Формальное определение «духа» у Декарта это «субстанция, коей присуще непосредственное мышление». [3, С. 128] Это определение не говорит нам почти ничего, ибо «субстанцию» Декарт определяет как нечто, чему приписывается какое либо свойство. Однако, из этого определения понятно, что Декарт, усматривая в принципе cogito одну из способностей духа – интеллектуальную функцию, вовсе не сводит духовное многообразие исключительно к мышлению, как утверждает Н. С. Рыбаков. [10, С. 53] Мышление по определению понятийно и сознательно, а в духе присутствует и бессознательное. Таким образом, данная дефиниция указывает лишь на то, что под «духом» понимается просто нечто мыслящее. Однако что же на самом деле такое эта мыслящая субстанция? Фактически через мышление раскрывается сущность и потенция человеческого духа. И только в этом смысле «Дух» - то, что человек зовет своим «Я», - есть для Декарта чистая мысль, идея. Поэтому, по Декарту, когда мы пытаемся сказать нечто о душе, нам фактически не остается ничего иного, как исследовать принцип cogito.

По мнению Э. Гуссерля [2] Декарт не смог уловить разницу между трансцендентальным и эмпирическим сознанием и вынес за скобки только свое тело, оставив внутри скобок свою эмпирическую психику. Данную позицию разделял и В. С. Соловьев. [12, С. 781] Декарт, таким образом, якобы не осознал до конца, что между трансцендентальным ego и природой лежит непроходимая пропасть, и попытался выделить в самой природе маленькую аподиктическую область – собственную душу, понимаемую как cogito вообще без разделения в нем трансцендентальной и эмпирической частей.

Продолжая мысль Гуссерля Н. С. Рыбаков, полагает, что вследствие того, что Декарт не вышел в трансцендентальную сферу «у него так и остался не преодоленным дуализм мира и Бога». [10, С. 54]

В. Соловьев считал, что Декарт не имел достаточных оснований для того, чтобы выводить бытие мыслящего субъекта за пределы феноменальной реальности, и, следовательно, смешивать понятия о чистом субъекте и субъекте эмпирическом, поскольку о существовании того и другого можно говорить в разных смыслах. Первый существует, безусловно, только как чисто феноменологический факт, факт психической наличности, второй существует небезусловно, как факт действительный. Иными словами, бытие того и другого, имеет различный статус. И если бытие первого достоверно и не устраняется процедурой сомнения, то бытие второго остается под вопросом. Поэтому, заключает В. Соловьев, Декарт не должен был идти дальше констатации: я мыслю, следовательно, существую в качестве мыслящего. [12, С. 785]

Справедливо ли сказанное? Если следовать не «букве», а «духу» Декарта, то мы вправе сказать, что Декарт и не идет «дальше» такой констатации. Положение «я мыслю, следовательно, существую в качестве мыслящего» было бы для него тавтологией положения «я мыслю, следовательно, есть», где вторая часть высказывания лишь шире раскрывает содержание первой, а именно, констатирует то, что Декарт понимает под бытием и мышлением. Недоразумение неизбежно возникает в том случае, если представить дело так, будто Декарт выводит бытие из мышления посредством видимого, а на самом деле мнимого умозаключения, а смысл и значение понятий «мышление» и «бытие» преднайдены, заранее определены и функционируют в мышлении Декарта за пределами конструкции «мыслю, следовательно, существую». Но в том то и дело, как это показал М. Хайдеггер, что старые термины в метафизике Декарта впервые устанавливаются в своем новом значении именно через данное положение, и не выводятся одно из другого, а предпосылаются друг другу, несмотря на видимость логического заключения. [14, С. 63-177] В действительности между «мыслью» и «существую» нет никакой последовательности, нет смены состояний или интервала [5, С. 134] , несмотря на слово «если».

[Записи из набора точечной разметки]

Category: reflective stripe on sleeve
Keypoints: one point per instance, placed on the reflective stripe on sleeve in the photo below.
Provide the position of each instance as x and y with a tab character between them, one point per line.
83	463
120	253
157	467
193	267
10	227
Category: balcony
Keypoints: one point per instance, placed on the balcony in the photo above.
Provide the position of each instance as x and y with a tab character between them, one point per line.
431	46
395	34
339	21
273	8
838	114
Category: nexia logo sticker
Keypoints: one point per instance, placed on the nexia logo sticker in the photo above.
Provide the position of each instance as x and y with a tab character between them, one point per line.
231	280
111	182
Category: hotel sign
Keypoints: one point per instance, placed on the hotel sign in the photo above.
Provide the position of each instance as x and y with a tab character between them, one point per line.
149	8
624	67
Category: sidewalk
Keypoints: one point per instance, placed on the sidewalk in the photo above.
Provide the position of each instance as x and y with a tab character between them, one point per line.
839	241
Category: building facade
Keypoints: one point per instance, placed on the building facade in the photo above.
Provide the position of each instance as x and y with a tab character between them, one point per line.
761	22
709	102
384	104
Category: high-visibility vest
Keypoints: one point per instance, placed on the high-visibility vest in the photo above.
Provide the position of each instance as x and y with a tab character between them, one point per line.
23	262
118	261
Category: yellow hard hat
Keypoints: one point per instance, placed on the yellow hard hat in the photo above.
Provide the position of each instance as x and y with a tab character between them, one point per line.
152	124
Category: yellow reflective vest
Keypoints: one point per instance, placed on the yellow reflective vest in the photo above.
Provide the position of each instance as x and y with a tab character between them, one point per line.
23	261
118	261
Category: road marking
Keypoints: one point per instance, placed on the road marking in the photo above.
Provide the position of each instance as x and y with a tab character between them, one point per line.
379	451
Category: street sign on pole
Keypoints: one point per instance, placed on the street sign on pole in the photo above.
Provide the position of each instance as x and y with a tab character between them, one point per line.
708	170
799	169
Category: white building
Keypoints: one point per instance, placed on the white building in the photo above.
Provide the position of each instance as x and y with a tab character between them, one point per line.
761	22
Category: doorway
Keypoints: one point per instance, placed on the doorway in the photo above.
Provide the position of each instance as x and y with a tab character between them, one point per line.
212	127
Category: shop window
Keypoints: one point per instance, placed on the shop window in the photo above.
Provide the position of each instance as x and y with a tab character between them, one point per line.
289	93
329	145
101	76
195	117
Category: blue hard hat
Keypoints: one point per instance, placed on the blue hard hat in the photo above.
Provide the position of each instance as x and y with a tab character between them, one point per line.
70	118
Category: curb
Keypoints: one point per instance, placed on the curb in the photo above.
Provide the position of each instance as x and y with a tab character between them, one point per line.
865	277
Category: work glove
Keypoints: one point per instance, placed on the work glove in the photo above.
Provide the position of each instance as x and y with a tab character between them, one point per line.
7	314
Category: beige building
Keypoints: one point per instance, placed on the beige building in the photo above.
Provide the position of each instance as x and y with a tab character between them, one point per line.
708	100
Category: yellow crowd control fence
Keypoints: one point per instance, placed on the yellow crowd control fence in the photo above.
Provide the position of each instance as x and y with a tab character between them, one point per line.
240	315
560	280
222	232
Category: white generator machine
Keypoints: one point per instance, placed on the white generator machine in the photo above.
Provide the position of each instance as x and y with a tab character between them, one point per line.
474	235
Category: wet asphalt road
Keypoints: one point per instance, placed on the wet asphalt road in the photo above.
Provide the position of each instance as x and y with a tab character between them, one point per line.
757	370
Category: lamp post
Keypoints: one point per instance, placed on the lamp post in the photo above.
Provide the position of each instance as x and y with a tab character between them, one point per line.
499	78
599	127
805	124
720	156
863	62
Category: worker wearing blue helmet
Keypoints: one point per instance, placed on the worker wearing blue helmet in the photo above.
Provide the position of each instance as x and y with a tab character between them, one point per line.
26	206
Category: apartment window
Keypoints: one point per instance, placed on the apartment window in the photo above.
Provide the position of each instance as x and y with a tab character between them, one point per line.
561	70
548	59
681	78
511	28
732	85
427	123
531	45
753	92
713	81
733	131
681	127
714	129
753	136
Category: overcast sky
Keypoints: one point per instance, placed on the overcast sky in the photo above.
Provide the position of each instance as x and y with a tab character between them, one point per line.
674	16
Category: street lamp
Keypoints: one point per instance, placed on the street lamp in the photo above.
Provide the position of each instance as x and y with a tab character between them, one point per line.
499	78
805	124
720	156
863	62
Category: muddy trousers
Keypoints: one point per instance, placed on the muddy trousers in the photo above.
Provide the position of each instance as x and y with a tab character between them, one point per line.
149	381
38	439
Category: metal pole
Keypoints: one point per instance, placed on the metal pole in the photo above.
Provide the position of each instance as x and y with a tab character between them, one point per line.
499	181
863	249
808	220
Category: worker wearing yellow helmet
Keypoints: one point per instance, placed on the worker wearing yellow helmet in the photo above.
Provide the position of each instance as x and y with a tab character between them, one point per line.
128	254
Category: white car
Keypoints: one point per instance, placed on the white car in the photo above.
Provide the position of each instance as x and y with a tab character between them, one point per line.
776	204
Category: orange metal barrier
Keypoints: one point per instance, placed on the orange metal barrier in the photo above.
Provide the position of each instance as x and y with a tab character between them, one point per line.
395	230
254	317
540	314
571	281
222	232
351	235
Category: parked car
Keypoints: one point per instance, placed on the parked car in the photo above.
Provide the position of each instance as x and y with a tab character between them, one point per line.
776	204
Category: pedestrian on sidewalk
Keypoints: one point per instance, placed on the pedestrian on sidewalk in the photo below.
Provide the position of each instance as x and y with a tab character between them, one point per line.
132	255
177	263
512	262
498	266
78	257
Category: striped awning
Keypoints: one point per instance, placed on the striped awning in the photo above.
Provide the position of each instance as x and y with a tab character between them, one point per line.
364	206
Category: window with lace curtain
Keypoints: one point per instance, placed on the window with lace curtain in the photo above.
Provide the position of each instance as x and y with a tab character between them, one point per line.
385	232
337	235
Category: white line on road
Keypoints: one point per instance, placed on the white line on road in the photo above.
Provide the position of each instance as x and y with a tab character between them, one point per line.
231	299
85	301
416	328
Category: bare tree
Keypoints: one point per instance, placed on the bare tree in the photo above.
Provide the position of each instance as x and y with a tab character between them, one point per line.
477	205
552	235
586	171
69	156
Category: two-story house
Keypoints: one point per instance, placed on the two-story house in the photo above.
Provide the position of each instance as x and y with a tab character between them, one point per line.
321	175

_ВАША ЗАДАЧА_
Допишите следующую часть фрагмента о Декарте, начав сразу после его последнего предложения. Приведенные позиции здесь не понадобятся.

_ОТВЕТ_
В текстах Декарта понятия о трансцендентном и эмпирическом субъекте действительно не функционируют в качестве терминов с выявлением так, как, скажем, у Канта. Но Кант, в отличии от Декарта, имел дело в данном случае с уже имеющимися результатами знания, в то время как у Декарта это различие еще только устанавливается в реальных актах мышления, проделанных им. Поэтому он и выражает свое знание, как правило, в высказываниях от первого лица, в которых он как бы воссоздает акты живой мысли, путем грамматической формы пытаясь удержать актуальную связь с действительными актами мысли, которые уже произошли, но которые происходят и «сейчас», когда он говорит «я мыслю…». Для Декарта небезразлично, сказать ли: я мыслю, я существую, - или, я мыслит и я существует. В этом отношении весьма характерна манера изложения «Возражений…» с их сложнейшей и эмоционально-напряженной диалогикой «Я – Ты».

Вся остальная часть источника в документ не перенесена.